(Instructions to follow): Could every line of the data be printed exactly as it reads?

(Recorded data):

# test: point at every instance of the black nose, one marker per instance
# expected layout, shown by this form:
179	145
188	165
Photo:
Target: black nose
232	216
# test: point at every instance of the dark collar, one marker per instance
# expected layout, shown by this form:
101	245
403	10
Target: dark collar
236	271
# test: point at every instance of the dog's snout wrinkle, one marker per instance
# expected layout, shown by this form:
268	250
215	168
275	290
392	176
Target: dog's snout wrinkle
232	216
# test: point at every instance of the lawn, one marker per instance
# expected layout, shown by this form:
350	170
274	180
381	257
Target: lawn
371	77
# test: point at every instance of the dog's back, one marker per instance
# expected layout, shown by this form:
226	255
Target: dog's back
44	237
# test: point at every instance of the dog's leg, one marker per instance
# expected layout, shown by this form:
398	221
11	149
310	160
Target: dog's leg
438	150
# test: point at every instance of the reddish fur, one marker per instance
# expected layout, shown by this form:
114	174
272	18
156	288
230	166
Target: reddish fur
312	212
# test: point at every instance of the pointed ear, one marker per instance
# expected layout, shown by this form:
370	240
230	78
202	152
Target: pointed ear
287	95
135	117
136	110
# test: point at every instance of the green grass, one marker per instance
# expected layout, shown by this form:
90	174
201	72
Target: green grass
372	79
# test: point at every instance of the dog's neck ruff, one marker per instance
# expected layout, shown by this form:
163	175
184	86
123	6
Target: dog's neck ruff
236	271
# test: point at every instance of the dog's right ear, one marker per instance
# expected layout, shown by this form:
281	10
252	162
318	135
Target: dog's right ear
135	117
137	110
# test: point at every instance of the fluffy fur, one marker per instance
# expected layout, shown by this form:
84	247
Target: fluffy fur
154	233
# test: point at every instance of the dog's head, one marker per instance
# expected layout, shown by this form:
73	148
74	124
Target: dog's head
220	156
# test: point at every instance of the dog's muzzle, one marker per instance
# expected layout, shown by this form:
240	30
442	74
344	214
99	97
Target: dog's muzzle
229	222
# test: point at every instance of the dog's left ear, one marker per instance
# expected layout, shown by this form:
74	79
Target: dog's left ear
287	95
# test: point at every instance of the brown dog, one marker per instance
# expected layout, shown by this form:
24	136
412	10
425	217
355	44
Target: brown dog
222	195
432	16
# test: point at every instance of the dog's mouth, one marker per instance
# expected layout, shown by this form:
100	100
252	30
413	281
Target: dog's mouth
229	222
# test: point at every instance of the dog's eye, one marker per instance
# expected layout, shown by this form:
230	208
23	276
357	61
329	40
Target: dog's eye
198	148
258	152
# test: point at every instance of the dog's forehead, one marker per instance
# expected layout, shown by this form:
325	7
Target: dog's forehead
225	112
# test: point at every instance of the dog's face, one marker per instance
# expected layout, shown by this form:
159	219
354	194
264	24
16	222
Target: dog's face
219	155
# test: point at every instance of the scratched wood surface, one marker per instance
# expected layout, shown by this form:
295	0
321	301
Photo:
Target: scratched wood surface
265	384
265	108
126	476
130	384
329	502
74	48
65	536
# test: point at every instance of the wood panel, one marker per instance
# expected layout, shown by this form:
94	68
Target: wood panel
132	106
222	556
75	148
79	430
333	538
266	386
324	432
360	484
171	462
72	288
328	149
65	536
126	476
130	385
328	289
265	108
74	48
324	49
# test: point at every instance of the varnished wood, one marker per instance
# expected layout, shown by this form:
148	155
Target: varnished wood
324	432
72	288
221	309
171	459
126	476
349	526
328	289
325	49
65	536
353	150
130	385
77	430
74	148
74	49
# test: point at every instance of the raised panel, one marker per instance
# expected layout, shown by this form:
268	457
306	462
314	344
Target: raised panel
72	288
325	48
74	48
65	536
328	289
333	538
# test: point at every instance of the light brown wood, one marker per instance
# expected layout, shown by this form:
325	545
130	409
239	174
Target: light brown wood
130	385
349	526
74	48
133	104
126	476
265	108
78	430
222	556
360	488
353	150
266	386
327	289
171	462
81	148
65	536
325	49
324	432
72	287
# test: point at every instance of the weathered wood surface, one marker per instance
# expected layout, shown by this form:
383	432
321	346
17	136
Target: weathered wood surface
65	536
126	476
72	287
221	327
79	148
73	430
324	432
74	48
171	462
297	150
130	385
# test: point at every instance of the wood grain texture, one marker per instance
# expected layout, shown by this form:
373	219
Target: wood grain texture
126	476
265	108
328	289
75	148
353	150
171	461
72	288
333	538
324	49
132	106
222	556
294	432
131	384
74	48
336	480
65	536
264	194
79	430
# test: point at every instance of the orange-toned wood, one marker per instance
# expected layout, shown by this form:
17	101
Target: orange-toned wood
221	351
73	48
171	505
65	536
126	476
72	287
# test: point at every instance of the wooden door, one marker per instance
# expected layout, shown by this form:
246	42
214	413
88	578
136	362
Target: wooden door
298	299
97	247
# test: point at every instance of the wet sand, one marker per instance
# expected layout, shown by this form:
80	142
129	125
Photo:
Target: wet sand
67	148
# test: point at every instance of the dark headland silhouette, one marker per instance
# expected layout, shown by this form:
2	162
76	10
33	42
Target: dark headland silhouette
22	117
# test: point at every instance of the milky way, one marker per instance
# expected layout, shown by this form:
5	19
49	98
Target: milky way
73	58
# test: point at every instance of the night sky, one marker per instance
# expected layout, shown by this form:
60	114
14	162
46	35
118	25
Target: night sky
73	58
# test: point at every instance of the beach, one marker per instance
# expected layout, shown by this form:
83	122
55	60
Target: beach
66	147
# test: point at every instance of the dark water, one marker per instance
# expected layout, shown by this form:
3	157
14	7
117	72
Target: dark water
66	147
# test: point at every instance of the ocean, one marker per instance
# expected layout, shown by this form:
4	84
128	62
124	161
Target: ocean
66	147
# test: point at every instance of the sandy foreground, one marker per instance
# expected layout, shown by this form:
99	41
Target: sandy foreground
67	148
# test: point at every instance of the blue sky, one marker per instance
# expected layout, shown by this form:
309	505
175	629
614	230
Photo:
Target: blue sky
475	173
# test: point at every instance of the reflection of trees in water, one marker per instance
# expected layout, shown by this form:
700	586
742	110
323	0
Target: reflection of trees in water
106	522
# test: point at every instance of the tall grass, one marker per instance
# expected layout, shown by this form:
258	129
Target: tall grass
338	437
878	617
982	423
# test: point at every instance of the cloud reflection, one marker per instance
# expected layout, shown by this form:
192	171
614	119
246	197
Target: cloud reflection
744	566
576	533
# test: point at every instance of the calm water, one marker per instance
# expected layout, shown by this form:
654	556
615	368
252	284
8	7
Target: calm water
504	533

(Solution to this exercise):
# test: point at every instance of the black nose, one marker per instance
# expected layout, shown by this form:
179	145
188	165
Photo:
Target: black nose
232	216
# test: point at every instance of the dark collar, one marker per instance
# expected layout, shown by this form:
101	245
403	10
Target: dark collar
236	271
# test: point at every instance of the dog's snout wrinkle, one marker per instance
# expected layout, shown by this form:
268	250
215	168
275	290
392	176
Target: dog's snout wrinkle
232	216
# test: point at every instance of the lawn, one marker per instance
# expected layout, shown by this form:
350	170
274	180
381	257
Target: lawn
371	77
# test: point at every instance of the dog's back, one marker per instance
# expected layout, shown by this form:
226	255
Target: dog's back
44	237
# test: point at every instance of the dog's leg, one marker per instance
# expected layout, shown by this form:
398	221
11	149
310	160
Target: dog's leg
438	150
# test: point at every instance of the reddish fur, one marker per instance
# expected layout, shown by this form:
114	174
272	18
156	288
230	166
Target: reddish fur
312	212
# test: point at every instance of the pointed ear, one marker per instance
# expected layout, shown by this form:
370	240
230	78
202	152
Target: pointed ear
287	95
135	117
136	110
# test: point at every instance of the green grass, one marker per instance
# expected layout, shown by this form:
90	174
201	72
Target: green grass
372	79
# test: point at every instance of the dog's neck ruff, one marker per instance
# expected layout, shown by this form:
163	175
184	86
123	6
Target: dog's neck ruff
236	271
# test: point at every instance of the dog's right ear, one marker per instance
# expected layout, shown by this form:
281	10
252	162
318	135
Target: dog's right ear
135	117
137	110
# test: point at every instance of the fluffy fur, one marker per instance
# expected layout, shown by this form:
84	247
Target: fluffy fur
154	233
# test: point at every instance of the dog's head, one marker per instance
# expected layout, shown by this form:
73	148
74	124
Target: dog's head
220	156
# test: point at every instance of the dog's muzzle, one marker per instance
# expected layout, shown by this form:
240	30
442	74
344	214
99	97
Target: dog's muzzle
229	222
# test: point at every instance of the dog's left ear, one marker per instance
# expected layout, shown by this form:
74	79
Target: dog's left ear
287	95
# test: point at every instance of the brown dog, one marker per instance
# expected layout, shown by this form:
24	136
412	10
425	217
355	44
Target: brown dog
222	195
432	16
# test: point at every instance of the dog's mouth, one marker per instance
# expected layout, shown by this form:
100	100
252	30
413	281
Target: dog's mouth
229	222
# test: point at every instance of the dog's eye, one marker per instance
# expected layout, shown by this form:
230	208
23	276
357	61
329	40
Target: dog's eye
198	148
258	152
# test: point at every instance of the dog's forehead, one marker per instance
# expected layout, shown by this form:
325	7
Target: dog's forehead
225	112
# test: point at every instance of the dog's face, one marker per instance
# expected layout, shown by this form:
159	219
354	194
264	24
16	222
Target: dog's face
219	155
# test: point at every instance of the scratched wood surface, one marker per instance
# expected layout, shown by this form:
295	0
321	301
Photo:
Target: scratched wood surface
265	384
265	108
126	476
130	384
329	502
74	48
65	536
# test: point at every instance of the wood panel, one marker per instance
# expected layout, shown by this form:
94	68
Target: wood panel
132	106
222	556
75	148
79	430
333	538
266	386
324	432
360	484
171	462
72	288
328	149
65	536
126	476
130	385
328	289
265	108
74	48
324	49
# test: point at every instance of the varnished wood, one marker per instance
# expected layout, shown by this form:
148	155
Target: varnished wood
324	432
72	288
221	309
171	459
126	476
349	526
328	289
325	49
65	536
353	150
130	385
77	430
74	148
74	49
# test: point at every instance of the raised panel, one marker per instance
# expected layout, shown by this form:
268	457
306	462
314	344
Target: raised panel
72	288
325	48
74	48
65	536
328	289
333	538
# test: point at every instance of the light brown wood, one marker per instance
# expected layout, shown by this form:
325	545
130	409
239	174
Target: light brown wood
130	385
349	526
74	48
133	104
126	476
265	108
78	430
222	556
360	488
353	150
266	386
327	289
171	462
81	148
65	536
325	49
324	432
72	287
# test: point at every instance of the weathered wood surface, one marker per instance
# expected layout, shown by this form:
383	432
321	346
17	136
Target: weathered wood surface
65	536
126	476
72	287
221	327
79	148
73	430
324	432
74	48
171	462
297	150
130	385
# test: point at every instance of the wood grain texture, one marker per instance
# expected layout, shown by this form:
373	219
Target: wood grain texture
126	476
265	108
328	289
75	148
353	150
171	461
72	288
333	538
324	49
132	106
222	556
294	432
131	384
74	48
336	480
65	536
264	194
79	430
# test: point at every instance of the orange-toned wood, one marker per instance
# expected layout, shown by this form:
17	101
Target: orange-toned wood
221	351
73	48
171	505
65	536
126	476
72	287
# test: point at every instance of the wooden door, one marker per instance
# expected layout, shown by this form:
246	42
214	413
88	578
136	362
Target: wooden door
298	299
97	247
# test: point at every instance of the wet sand, one marker per instance
# expected layout, shown by this form:
80	142
129	125
Photo:
Target: wet sand
67	148
# test: point at every instance of the dark headland silhouette, one marker per instance
# expected layout, shown by this form:
2	162
76	10
33	42
Target: dark headland silhouette
22	117
# test: point at every instance of the milky way, one marker per instance
# expected layout, shown by this form:
5	19
49	98
Target: milky way
73	58
# test: point at every instance of the night sky, one marker per instance
# expected layout, shown by this form:
60	114
14	162
46	35
118	25
Target: night sky
73	58
# test: point at every instance of the beach, one marker per instance
# expected layout, shown by this form:
83	122
55	60
Target: beach
66	147
# test: point at every instance of the dark water, one marker per instance
# expected layout, shown by this form:
3	157
14	7
117	72
Target: dark water
66	147
# test: point at every instance of the ocean, one marker per instance
# expected layout, shown by this form:
4	84
128	62
124	161
Target: ocean
66	147
# test: point at every instance of the sandy foreground, one marker per instance
# expected layout, shown by this form:
99	41
Target: sandy foreground
67	148
# test: point at every instance of the blue sky, one marker per instance
# expected layout, shown by this form:
309	505
175	629
614	230
Photo:
Target: blue sky
475	173
# test: point at every instance of the reflection of trees in water, one marker per instance
# expected layout, shown by this form:
700	586
742	110
323	0
Target: reflection of trees in water
106	522
# test: point at every instance of the tall grass, one marker per instance
# expected layout, shown by this form:
258	129
Target: tall grass
338	437
878	617
982	423
# test: point at every instance of the cloud reflection, one marker per instance
# expected layout, shown by this form:
192	171
614	119
246	197
Target: cloud reflection
744	566
576	533
# test: point at every instance of the calm water, one marker per instance
# expected layout, shown by this form:
654	556
615	368
252	284
8	7
Target: calm water
504	533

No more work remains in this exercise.